* Your goal *
What you return should be each line of the data containing the string "uniform".

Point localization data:
=-=-=
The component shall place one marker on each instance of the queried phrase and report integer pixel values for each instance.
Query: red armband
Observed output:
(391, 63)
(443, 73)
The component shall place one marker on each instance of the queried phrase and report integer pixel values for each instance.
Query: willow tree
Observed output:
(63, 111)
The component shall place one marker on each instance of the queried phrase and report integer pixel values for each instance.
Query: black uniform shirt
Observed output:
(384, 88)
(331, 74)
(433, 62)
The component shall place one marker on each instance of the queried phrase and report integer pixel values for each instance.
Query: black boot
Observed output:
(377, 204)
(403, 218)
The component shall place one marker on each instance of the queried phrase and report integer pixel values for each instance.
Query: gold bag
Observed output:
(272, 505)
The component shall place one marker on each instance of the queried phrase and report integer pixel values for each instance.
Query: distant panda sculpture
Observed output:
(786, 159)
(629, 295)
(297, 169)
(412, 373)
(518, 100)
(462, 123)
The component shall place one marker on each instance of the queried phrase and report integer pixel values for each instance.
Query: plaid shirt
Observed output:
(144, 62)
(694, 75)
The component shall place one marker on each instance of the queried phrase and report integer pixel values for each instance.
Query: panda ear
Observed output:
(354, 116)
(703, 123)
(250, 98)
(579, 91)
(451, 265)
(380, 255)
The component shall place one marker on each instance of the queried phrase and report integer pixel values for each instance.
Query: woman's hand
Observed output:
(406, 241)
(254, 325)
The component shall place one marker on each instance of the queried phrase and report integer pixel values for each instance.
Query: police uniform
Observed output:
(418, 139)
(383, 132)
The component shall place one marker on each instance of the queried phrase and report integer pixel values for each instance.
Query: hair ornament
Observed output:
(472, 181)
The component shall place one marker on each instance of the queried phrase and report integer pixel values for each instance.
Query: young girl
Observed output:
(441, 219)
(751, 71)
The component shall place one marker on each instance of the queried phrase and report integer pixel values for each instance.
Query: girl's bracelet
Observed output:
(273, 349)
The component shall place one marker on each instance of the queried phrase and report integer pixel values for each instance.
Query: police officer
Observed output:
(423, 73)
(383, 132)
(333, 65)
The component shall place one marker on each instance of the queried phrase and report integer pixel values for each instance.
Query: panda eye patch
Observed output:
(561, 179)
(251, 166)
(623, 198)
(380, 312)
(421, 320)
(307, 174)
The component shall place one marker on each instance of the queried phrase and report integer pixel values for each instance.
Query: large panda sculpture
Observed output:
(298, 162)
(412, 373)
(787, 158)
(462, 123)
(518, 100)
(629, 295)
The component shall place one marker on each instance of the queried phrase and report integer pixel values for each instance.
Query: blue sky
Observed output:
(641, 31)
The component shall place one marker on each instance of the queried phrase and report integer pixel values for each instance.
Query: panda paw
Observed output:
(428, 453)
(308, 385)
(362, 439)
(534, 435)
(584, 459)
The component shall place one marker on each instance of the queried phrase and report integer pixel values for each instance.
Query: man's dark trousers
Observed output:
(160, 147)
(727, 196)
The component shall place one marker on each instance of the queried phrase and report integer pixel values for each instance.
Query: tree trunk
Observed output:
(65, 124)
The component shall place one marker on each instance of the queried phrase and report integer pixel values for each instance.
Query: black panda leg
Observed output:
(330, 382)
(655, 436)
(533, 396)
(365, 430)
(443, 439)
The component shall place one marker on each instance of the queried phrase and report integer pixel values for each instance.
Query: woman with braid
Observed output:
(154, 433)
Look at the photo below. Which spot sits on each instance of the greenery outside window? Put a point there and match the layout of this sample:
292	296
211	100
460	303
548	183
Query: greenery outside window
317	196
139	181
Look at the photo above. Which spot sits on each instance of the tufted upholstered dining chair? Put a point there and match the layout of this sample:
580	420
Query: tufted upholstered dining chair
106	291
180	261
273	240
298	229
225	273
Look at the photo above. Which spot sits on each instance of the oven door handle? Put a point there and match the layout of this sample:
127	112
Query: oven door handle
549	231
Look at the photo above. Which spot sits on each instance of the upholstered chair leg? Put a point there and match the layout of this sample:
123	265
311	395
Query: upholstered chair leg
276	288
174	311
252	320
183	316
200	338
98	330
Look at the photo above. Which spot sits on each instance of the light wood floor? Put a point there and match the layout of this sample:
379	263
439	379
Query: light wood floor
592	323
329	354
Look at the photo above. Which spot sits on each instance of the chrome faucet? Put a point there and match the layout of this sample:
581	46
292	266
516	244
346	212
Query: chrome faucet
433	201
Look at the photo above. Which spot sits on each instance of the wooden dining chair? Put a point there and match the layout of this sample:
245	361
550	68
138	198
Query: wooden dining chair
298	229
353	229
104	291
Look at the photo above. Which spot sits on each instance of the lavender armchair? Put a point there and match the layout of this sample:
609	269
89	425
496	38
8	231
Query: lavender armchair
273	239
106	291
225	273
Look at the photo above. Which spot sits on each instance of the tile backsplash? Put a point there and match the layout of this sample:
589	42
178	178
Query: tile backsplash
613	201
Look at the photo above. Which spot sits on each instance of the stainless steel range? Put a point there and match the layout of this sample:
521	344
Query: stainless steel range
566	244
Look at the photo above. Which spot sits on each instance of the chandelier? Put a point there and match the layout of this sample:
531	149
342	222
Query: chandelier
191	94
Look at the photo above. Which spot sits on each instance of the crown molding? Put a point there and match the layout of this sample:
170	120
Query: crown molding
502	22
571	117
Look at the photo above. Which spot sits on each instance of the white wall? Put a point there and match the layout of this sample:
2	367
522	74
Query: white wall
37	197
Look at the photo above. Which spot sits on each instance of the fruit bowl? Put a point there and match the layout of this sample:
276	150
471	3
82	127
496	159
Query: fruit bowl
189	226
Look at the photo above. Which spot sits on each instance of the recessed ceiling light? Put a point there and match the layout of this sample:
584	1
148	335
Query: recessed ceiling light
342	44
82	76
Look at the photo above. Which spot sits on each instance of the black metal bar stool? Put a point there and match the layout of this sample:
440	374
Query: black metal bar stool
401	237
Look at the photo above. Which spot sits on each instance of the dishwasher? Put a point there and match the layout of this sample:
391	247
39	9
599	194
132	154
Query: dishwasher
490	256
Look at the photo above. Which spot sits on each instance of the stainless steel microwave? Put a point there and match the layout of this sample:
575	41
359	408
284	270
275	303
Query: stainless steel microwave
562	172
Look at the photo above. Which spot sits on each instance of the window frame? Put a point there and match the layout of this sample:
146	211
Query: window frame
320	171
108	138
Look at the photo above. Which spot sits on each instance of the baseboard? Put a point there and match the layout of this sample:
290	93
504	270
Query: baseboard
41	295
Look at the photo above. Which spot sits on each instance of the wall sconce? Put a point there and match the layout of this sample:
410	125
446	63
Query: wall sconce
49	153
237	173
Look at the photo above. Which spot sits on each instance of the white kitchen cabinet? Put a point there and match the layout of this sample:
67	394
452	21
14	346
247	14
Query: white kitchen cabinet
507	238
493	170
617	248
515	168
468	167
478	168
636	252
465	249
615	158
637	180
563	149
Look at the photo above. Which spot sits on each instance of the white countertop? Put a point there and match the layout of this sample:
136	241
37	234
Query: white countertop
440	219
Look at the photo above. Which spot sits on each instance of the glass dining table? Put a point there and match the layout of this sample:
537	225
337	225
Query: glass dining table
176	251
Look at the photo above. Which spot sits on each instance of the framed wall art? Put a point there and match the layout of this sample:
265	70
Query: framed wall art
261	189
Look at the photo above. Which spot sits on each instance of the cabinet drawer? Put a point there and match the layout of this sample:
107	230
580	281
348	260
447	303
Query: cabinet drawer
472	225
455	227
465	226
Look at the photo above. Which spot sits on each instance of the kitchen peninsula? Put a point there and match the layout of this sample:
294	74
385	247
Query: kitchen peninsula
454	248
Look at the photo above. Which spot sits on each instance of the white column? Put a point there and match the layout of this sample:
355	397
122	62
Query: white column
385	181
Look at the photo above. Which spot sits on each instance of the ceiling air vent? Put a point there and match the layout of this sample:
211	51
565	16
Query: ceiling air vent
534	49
=-=-=
* Answer box *
Query: black uniform shirt
Query: police uniform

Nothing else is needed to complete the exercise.